> **EXTRACTED MATERIAL**:

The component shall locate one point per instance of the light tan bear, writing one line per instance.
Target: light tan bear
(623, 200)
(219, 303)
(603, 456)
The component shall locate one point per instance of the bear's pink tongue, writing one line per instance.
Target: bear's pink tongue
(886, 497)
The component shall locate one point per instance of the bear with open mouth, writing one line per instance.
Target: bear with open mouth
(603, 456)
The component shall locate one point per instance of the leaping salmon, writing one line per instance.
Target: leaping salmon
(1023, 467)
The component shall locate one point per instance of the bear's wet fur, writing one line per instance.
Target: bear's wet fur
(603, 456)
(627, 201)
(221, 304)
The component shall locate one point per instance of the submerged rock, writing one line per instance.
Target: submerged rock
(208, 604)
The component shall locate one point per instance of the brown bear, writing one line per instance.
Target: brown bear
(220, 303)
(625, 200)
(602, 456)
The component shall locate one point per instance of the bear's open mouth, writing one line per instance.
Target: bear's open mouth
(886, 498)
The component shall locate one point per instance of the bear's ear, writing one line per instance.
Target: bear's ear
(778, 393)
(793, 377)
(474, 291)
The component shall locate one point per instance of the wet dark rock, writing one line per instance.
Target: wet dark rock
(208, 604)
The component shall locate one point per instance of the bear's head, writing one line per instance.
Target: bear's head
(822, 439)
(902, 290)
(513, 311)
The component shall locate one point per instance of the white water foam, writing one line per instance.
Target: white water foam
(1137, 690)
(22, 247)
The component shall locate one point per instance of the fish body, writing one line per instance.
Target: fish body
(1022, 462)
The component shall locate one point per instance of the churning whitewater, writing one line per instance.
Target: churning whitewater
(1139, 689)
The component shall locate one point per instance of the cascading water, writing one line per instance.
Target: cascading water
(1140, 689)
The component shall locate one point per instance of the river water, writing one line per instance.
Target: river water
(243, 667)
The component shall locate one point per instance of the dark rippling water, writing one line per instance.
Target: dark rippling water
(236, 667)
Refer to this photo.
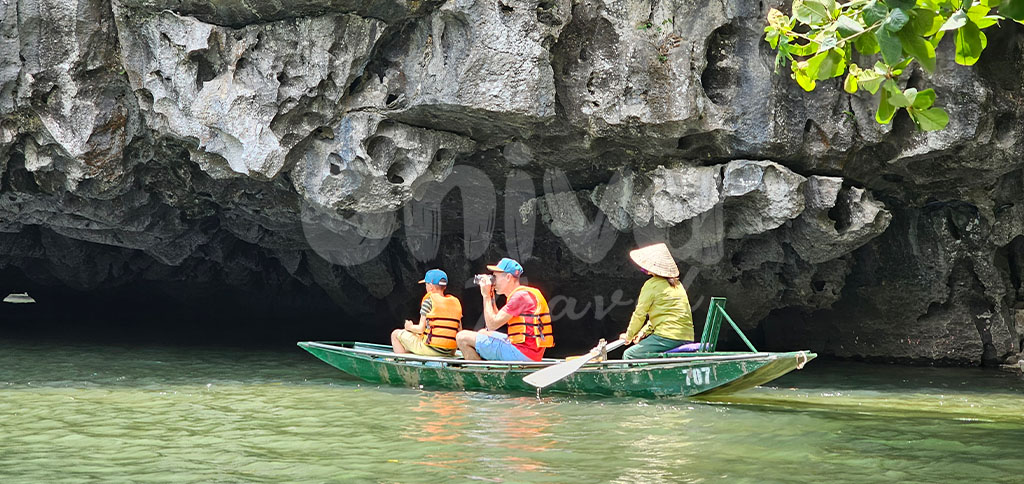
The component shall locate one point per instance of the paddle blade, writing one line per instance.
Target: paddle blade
(545, 377)
(555, 372)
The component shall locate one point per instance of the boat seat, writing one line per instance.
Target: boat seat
(709, 339)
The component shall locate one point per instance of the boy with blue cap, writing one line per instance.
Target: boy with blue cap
(440, 320)
(525, 312)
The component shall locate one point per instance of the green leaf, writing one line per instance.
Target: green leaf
(970, 42)
(886, 111)
(922, 50)
(892, 48)
(899, 98)
(811, 11)
(1012, 9)
(875, 12)
(904, 4)
(771, 36)
(925, 23)
(834, 64)
(956, 20)
(848, 27)
(804, 49)
(895, 20)
(979, 15)
(850, 85)
(866, 44)
(826, 41)
(925, 99)
(930, 120)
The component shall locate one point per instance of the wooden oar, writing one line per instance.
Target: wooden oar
(544, 378)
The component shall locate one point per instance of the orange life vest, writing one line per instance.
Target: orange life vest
(537, 325)
(443, 320)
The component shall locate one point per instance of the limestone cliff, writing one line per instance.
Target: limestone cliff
(320, 145)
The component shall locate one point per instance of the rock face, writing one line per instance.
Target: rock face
(328, 151)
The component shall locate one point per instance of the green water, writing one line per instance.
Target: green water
(119, 413)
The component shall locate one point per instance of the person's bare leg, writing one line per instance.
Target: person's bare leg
(395, 344)
(466, 340)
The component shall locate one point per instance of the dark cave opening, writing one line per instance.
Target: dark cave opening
(173, 313)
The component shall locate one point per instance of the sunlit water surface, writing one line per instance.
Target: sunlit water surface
(120, 413)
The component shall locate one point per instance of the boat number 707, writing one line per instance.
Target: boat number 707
(698, 376)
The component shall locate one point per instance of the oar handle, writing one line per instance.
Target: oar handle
(613, 345)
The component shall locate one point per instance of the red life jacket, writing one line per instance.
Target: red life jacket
(537, 325)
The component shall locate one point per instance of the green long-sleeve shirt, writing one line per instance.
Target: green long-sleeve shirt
(668, 308)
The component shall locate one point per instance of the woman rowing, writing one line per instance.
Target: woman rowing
(663, 302)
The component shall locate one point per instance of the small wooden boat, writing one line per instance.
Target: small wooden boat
(19, 298)
(704, 374)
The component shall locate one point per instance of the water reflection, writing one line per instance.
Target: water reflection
(108, 414)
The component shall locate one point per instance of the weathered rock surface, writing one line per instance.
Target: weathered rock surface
(328, 151)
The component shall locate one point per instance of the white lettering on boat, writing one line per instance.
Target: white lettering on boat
(698, 376)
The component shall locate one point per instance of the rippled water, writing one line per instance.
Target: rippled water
(118, 413)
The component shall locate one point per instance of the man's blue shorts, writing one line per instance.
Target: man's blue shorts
(496, 346)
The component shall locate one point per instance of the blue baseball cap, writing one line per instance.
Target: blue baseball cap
(435, 276)
(507, 265)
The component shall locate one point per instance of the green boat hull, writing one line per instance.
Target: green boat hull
(693, 375)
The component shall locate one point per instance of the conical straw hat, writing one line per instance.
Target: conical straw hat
(655, 259)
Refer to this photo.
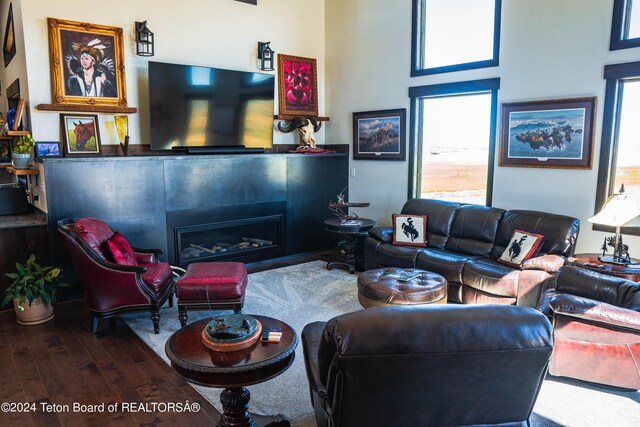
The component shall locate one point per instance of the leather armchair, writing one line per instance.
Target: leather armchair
(427, 365)
(111, 288)
(596, 319)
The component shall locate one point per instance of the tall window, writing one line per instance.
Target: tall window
(453, 35)
(453, 145)
(625, 26)
(619, 153)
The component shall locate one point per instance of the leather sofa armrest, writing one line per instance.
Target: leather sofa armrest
(595, 311)
(597, 286)
(548, 263)
(384, 234)
(311, 337)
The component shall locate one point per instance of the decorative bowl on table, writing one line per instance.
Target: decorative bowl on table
(231, 332)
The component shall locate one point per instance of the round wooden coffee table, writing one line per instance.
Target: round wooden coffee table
(233, 371)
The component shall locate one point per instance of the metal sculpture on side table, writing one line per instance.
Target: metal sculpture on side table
(350, 227)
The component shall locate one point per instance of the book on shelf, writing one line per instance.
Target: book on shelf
(403, 276)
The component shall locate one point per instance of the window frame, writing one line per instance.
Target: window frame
(615, 75)
(464, 88)
(620, 26)
(417, 38)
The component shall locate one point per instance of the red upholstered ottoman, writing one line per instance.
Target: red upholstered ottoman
(211, 285)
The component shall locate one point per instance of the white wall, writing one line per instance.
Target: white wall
(549, 49)
(215, 33)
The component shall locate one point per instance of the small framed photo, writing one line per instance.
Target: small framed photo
(297, 86)
(5, 151)
(379, 135)
(80, 135)
(47, 149)
(555, 133)
(18, 116)
(9, 45)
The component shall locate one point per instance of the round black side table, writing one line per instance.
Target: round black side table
(348, 233)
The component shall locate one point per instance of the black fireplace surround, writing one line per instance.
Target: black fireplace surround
(244, 233)
(156, 201)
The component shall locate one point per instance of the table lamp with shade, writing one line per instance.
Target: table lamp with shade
(122, 127)
(617, 211)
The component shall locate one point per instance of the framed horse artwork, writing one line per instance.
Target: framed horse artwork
(80, 135)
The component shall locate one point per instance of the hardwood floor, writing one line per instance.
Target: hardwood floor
(62, 363)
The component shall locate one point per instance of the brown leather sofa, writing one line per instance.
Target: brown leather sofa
(464, 241)
(427, 365)
(596, 320)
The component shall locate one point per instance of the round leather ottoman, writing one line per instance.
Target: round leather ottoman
(378, 288)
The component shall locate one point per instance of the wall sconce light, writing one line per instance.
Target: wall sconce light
(144, 39)
(265, 55)
(122, 127)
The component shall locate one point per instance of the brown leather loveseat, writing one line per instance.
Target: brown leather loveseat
(463, 243)
(596, 319)
(430, 365)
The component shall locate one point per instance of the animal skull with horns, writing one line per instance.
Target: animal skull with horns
(307, 126)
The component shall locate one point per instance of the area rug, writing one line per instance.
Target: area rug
(308, 292)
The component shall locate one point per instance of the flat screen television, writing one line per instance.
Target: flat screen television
(198, 109)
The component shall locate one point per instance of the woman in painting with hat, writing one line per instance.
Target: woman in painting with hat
(89, 73)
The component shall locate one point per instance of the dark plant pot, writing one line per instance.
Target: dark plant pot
(34, 314)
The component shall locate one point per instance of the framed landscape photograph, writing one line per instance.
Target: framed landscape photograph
(297, 86)
(80, 134)
(87, 63)
(5, 151)
(47, 149)
(553, 134)
(379, 135)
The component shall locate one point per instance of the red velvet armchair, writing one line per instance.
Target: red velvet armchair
(596, 322)
(111, 288)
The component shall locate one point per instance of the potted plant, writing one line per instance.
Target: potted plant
(22, 152)
(33, 292)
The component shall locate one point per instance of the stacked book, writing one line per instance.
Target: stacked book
(271, 334)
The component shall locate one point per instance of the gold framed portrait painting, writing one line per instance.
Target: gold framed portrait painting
(87, 63)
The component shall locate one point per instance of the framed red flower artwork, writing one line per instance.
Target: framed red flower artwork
(297, 86)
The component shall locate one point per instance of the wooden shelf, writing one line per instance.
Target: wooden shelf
(87, 108)
(22, 172)
(289, 117)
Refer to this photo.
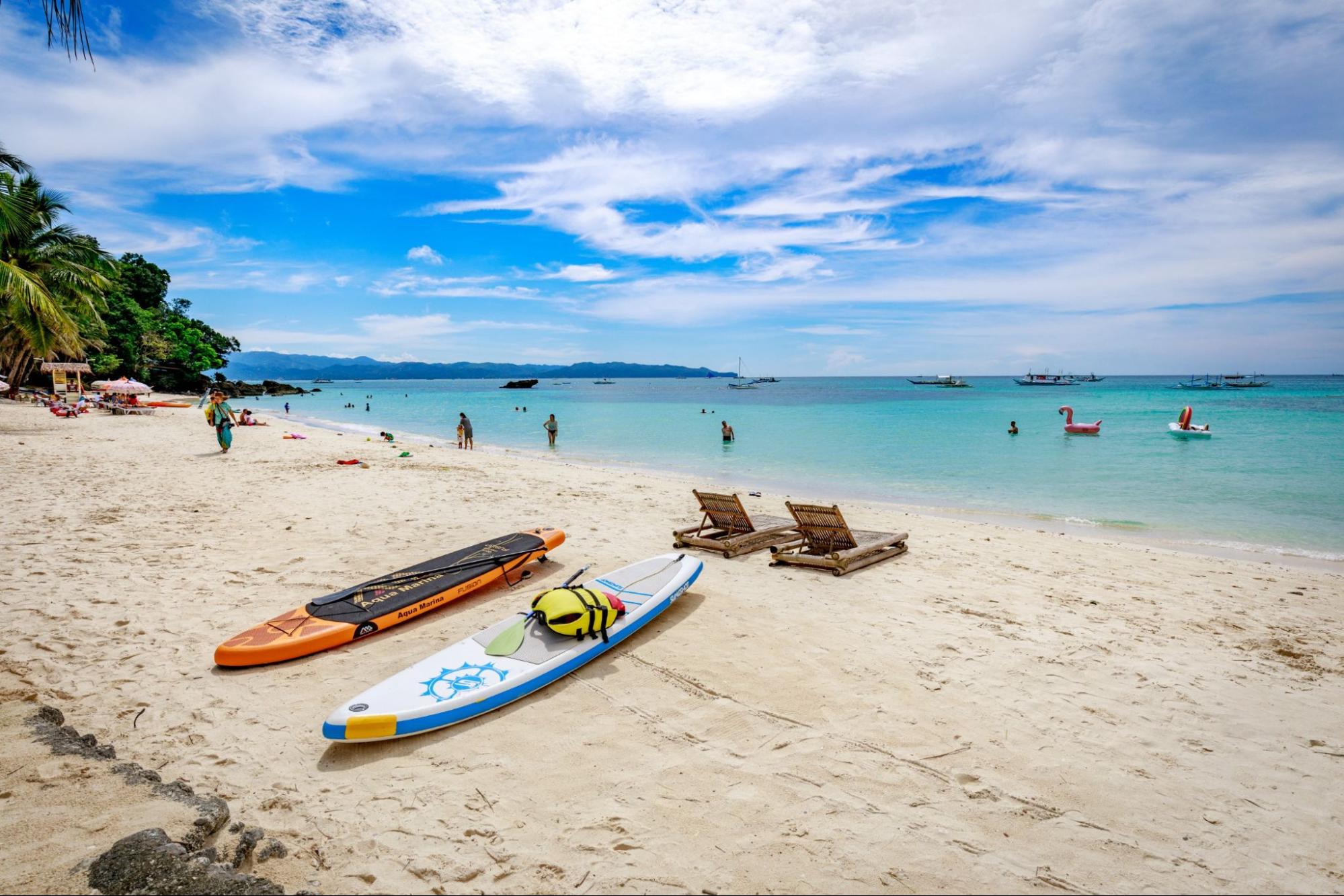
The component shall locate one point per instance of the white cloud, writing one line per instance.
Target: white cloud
(581, 273)
(424, 254)
(764, 270)
(832, 329)
(407, 282)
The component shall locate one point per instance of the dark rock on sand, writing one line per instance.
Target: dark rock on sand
(246, 844)
(147, 863)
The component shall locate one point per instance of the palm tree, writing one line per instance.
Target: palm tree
(51, 278)
(65, 23)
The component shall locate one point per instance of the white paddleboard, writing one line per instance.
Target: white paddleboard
(1189, 434)
(463, 682)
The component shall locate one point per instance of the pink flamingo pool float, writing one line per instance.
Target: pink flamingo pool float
(1078, 429)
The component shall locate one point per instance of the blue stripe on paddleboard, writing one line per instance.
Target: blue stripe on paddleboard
(453, 717)
(620, 592)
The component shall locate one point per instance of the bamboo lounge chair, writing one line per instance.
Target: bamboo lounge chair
(727, 528)
(828, 543)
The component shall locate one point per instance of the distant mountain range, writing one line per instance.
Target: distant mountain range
(276, 366)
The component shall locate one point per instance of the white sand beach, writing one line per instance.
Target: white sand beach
(996, 711)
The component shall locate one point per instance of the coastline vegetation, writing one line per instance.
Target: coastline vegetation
(63, 297)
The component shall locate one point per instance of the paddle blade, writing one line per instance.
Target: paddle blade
(507, 643)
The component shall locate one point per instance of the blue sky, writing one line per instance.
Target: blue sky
(887, 187)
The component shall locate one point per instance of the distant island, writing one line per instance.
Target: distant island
(257, 366)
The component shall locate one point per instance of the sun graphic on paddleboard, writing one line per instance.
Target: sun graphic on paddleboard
(449, 683)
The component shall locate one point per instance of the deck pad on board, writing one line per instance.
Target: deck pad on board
(391, 593)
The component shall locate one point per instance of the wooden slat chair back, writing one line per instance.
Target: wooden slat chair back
(725, 512)
(823, 527)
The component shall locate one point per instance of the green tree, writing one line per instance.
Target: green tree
(51, 277)
(66, 24)
(143, 282)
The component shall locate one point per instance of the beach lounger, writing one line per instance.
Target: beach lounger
(828, 543)
(727, 528)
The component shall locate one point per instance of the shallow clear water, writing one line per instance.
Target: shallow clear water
(1272, 476)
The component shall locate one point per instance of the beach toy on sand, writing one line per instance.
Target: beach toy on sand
(479, 675)
(351, 614)
(1078, 429)
(1183, 429)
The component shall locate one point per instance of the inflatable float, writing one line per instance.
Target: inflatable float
(386, 601)
(516, 656)
(1078, 429)
(1183, 429)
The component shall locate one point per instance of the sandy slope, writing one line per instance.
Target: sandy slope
(996, 711)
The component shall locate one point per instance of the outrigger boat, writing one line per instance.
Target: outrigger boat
(1045, 379)
(1241, 380)
(1197, 383)
(952, 382)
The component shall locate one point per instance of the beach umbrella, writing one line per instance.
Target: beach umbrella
(126, 386)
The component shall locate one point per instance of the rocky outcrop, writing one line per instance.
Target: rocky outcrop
(149, 862)
(238, 389)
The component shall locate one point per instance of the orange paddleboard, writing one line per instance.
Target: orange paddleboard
(379, 604)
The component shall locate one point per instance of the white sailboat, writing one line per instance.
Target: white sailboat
(738, 382)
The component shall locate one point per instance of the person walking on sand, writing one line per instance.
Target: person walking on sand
(223, 419)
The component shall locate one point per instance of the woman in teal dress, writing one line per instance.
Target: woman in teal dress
(223, 419)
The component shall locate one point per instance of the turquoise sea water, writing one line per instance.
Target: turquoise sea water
(1272, 476)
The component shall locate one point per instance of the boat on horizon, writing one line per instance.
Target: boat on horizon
(1046, 379)
(738, 382)
(1201, 383)
(943, 379)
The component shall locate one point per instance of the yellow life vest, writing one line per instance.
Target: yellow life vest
(577, 612)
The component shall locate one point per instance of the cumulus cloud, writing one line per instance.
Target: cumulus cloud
(424, 254)
(581, 273)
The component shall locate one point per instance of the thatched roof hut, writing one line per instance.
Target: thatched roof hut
(59, 374)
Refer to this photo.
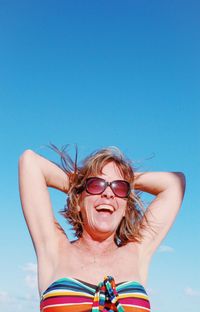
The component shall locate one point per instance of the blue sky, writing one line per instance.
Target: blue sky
(100, 73)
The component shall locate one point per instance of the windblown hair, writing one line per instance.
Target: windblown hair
(129, 229)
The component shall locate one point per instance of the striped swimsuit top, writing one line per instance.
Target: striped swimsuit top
(73, 295)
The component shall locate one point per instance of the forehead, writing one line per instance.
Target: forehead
(111, 172)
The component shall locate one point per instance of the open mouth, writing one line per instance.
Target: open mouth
(105, 209)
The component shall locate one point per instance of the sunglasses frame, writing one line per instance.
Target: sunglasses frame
(106, 184)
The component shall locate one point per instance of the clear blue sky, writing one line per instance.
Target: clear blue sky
(99, 73)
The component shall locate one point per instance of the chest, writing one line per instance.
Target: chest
(122, 264)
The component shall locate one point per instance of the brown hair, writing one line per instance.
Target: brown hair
(130, 226)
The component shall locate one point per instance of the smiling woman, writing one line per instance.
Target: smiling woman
(115, 236)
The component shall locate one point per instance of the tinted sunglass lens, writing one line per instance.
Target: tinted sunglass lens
(95, 186)
(121, 188)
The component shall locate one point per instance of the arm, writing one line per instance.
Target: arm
(36, 174)
(168, 187)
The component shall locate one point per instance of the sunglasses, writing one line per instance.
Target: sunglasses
(96, 186)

> **WORK INSTRUCTION**:
Quote the data above from the line containing "orange paddleboard, writing one line per instance." to the line containing "horizon, writing one line per instance.", inclusive, and stop.

> **TASK SOLUTION**:
The component shall locate one point per instance of the orange paddleboard, writing one line per instance.
Target: orange paddleboard
(379, 604)
The component shall locate one point per instance of the white sailboat, writing one line per instance.
Target: white sailboat
(738, 382)
The component shall locate one point per instance of the person walking on sand, writing one line per instance.
Target: person walking on sand
(223, 419)
The component shall locate one point per instance of the woman in teal dress, writing one line per instance.
Target: woman in teal dress
(223, 419)
The component shall locate one point per instance of the turquoise sea water, writing one line per instance.
Target: turquoise sea water
(1272, 476)
The component shall locate one point per instance of the boat on horizon, writing one line per instance.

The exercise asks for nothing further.